** Your goal **
List every film in the passage about Mukesh whose year is given in parentheses, along with that year.

[Reading passage Boundary: Start]

Mukesh's voice was first noticed by Motilal, a distant relative, when he sang at his sister's wedding. Motilal took him to Mumbai and arranged for singing lessons by Pandit Jagannath Prasad. During this period Mukesh was offered a role in a Hindi film, Nirdosh (1941). His first song was "Dil Hi Bujha Hua Ho To" as an actor-singer for Nirdosh. He got his break as a playback singer for actor Motilal in 1945 with the film Pehli Nazar with music composed by Anil Biswas and lyrics written by Aah Sitapuri. The first song that he sang for a Hindi film was "Dil Jalta Hai To Jalne De".
Mukesh was such a fan of singer K. L. Saigal that in his early years of playback singing he used to imitate his idol. In fact, it is said that when K. L. Saigal first heard the song "Dil Jalta Hai...", he remarked, "That's strange, I don't recall singing that song".
Mukesh created his own singing style with the help of music director Naushad Ali, who helped Mukesh to come out of his Saigal style and create his own style. Naushad gave him songs for the film Andaz. Initially Mukesh was the ghost voice of Dilip Kumar in this movie and Mohammed Rafi sang for Raj Kapoor. He delivered many Hits for Naushad in films like: Anokhi Ada (1948), Mela(1948), Andaz (1949). Other composers who used Mukesh voice for Dilip Kumar in Hit songs like Jeevan Sapna toot gaya were Anil Biswas in Anokha Pyar, Ye Mera Diwanapan hai, Shankar-Jaikishan in Yahudi and Suhana Safar and Dil Tadap Tadap ke, Salil Choudhary in Madhumati. However later Dilip Kumar choose Rafi as his ghost voice and Mukesh became the ghost voice of Raj Kapoor.

[Reading passage Boundary: End]
[Provided data Boundary: Start]

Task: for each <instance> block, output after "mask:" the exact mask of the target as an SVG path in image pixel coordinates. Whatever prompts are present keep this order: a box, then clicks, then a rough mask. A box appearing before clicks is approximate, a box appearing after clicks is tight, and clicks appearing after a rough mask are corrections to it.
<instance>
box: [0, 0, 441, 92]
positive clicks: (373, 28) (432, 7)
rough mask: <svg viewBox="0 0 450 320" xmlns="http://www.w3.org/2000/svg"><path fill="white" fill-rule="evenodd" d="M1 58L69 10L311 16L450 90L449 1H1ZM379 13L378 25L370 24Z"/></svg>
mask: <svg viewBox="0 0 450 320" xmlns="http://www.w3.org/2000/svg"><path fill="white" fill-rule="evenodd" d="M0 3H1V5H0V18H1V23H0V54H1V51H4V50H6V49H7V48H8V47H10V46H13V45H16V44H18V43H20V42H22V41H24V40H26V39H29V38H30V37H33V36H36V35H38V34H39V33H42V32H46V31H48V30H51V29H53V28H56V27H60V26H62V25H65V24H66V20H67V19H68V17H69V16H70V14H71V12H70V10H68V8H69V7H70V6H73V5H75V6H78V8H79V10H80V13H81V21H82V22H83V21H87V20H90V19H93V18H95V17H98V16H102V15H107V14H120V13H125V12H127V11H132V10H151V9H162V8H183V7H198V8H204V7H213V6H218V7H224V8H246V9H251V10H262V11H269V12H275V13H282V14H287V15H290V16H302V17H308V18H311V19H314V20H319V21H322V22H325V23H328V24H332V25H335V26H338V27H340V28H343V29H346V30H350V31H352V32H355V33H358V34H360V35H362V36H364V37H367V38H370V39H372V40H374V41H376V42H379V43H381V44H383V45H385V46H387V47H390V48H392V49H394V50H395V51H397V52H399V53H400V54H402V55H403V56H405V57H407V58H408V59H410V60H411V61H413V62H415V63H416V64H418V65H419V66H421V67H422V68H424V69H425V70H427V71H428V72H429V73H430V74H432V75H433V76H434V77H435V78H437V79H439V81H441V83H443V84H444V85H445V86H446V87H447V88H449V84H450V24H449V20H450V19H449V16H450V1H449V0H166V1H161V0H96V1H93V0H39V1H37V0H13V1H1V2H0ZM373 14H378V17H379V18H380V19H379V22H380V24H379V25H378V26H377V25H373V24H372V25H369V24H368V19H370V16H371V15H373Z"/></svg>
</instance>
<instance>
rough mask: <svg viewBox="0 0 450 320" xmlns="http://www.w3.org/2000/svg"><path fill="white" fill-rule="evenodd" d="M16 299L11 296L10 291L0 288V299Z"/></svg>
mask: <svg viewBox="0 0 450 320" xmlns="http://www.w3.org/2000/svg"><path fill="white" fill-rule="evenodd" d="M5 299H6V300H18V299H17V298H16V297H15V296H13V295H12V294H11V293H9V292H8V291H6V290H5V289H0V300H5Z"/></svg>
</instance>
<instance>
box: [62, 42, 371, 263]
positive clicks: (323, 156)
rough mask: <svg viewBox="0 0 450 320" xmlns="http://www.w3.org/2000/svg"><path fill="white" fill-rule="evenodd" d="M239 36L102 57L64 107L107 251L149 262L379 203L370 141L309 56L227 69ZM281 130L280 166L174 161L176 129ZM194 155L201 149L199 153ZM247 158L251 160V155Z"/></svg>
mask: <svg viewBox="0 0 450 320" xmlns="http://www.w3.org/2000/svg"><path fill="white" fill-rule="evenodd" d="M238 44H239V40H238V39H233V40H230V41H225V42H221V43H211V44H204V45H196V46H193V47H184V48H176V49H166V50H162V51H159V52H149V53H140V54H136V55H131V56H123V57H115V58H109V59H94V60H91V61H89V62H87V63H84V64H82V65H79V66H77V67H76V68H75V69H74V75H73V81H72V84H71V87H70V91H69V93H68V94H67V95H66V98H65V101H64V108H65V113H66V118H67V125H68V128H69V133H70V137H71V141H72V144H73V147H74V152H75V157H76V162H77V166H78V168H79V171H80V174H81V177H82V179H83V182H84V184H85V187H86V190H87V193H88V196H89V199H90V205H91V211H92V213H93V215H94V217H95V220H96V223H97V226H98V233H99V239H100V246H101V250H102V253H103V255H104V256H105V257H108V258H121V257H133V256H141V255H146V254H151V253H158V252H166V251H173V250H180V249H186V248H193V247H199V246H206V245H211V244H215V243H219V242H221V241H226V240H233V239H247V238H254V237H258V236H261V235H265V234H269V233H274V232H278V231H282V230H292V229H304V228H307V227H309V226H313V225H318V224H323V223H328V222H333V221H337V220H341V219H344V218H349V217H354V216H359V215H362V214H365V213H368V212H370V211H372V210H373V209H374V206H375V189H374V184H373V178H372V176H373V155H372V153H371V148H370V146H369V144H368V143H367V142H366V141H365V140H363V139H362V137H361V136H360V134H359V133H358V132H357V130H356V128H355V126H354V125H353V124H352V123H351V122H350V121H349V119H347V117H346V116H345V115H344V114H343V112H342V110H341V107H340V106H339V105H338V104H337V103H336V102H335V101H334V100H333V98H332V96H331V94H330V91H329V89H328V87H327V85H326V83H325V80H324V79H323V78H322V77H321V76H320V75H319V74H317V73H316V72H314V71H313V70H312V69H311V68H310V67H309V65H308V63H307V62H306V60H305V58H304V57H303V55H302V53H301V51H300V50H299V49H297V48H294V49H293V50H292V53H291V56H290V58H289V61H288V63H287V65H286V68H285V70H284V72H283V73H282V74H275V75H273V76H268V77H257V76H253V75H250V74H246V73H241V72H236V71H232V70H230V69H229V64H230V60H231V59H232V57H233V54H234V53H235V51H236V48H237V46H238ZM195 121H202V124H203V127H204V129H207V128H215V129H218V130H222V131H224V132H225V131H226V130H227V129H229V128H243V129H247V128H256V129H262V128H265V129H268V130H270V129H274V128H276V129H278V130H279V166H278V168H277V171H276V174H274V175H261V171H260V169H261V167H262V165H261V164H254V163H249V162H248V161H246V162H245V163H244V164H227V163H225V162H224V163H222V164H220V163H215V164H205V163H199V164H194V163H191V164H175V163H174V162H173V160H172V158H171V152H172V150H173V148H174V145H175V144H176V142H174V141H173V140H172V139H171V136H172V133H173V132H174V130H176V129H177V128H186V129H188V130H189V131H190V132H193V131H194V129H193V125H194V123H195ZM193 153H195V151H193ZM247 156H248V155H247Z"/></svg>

[Provided data Boundary: End]

** Solution for this task **
Nirdosh (1941)
Anokhi Ada (1948)
Mela (1948)
Andaz (1949)